# Start of Excerpted text
The New York College of Music was an American conservatory of music located in Manhattan that flourished from 1878 to 1968. The college was incorporated under the laws of New York and was empowered to confer diplomas and degrees ranging from a Bachelor of Music to a Doctor of Music. The conservatory was later repurposed after a merger with New York University and developed into the Music and Performing Arts Professions department of the Steinhardt School of Culture, Education, and Human Development.

== History ==
The New York College of Music was established in 1878 by Louis Alexander (1839–1903) and flourished for the next 90 years. Its first location was 163 East 70th Street. The faculty, around the time of its founding, included conductor Theodore Thomas and pianist Rafael Joseffy. Alexander Lambert (1862–1929), a pianist, served as the second director from 1887 to 1905. On September 1, 1891, he moved the college to a "handsome new building" at 128-130 East 58th Street. Faculty under Lambert included pianist Leopold Godowsky.
# End of Excerpted text
# Start of Extracted information
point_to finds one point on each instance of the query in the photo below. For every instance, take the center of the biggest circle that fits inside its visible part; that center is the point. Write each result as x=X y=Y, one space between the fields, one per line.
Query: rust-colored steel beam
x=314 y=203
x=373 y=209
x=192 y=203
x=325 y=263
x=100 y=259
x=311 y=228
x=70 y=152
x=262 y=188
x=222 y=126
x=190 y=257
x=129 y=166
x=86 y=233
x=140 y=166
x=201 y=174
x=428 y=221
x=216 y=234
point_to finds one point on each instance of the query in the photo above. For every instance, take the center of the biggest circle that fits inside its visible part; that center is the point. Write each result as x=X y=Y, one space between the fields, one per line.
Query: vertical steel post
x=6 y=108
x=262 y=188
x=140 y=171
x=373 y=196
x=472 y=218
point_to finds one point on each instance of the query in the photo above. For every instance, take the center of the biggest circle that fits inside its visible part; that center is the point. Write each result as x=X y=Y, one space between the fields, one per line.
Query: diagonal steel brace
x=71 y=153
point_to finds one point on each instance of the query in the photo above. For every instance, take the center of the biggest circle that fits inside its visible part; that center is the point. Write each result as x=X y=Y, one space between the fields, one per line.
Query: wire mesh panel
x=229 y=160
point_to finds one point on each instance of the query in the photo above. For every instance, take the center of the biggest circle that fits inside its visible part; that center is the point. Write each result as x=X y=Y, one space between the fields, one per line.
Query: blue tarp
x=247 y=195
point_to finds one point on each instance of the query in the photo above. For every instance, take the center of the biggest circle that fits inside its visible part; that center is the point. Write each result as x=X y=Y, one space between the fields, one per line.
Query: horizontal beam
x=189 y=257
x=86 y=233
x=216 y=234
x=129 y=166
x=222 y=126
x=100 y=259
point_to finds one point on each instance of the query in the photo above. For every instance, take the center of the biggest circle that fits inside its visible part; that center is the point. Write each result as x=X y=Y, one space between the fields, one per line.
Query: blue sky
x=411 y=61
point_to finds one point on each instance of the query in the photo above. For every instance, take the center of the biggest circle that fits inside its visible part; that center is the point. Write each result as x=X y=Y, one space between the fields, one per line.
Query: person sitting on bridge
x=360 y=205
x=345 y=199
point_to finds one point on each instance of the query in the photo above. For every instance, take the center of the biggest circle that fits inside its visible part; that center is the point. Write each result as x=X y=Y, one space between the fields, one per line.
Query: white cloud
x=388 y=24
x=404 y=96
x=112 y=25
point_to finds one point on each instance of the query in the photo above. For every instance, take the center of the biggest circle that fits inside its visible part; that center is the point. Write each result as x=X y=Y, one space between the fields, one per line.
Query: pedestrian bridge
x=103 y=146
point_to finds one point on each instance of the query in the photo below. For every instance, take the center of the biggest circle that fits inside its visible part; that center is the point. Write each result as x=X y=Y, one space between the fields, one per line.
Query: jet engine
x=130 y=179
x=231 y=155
# End of Extracted information
> Work to complete
- 1) According to the excerpt on the New York College of Music, at what address was the college first located?
- 2) Recast the paragraph of the excerpt on the New York College of Music that begins "The New York College of Music was established in 1878" as a bulleted list that keeps its main facts.
- 3) For each statement, decide whether it agrees with the excerpt on the New York College of Music. Answer yes or no, and quote the words of the excerpt that settle it.
(a) The college was authorized to grant degrees up to a Doctor of Music.
(b) Alexander Lambert founded the college.
(c) The conservatory merged with Columbia University.
These records were taken from a separate source.

> Answers given
- 1) 163 East 70th Street.

- 2)
- Founded in 1878 by Louis Alexander (1839–1903); flourished for the next 90 years.
- First location: 163 East 70th Street.
- Faculty around the time of its founding included conductor Theodore Thomas and pianist Rafael Joseffy.
- Pianist Alexander Lambert (1862–1929) served as second director from 1887 to 1905.
- On September 1, 1891, Lambert moved the college to a new building at 128-130 East 58th Street.
- Faculty under Lambert included pianist Leopold Godowsky.

- 3)
(a) Yes: "empowered to confer diplomas and degrees ranging from a Bachelor of Music to a Doctor of Music"
(b) No: "established in 1878 by Louis Alexander"
(c) No: "after a merger with New York University"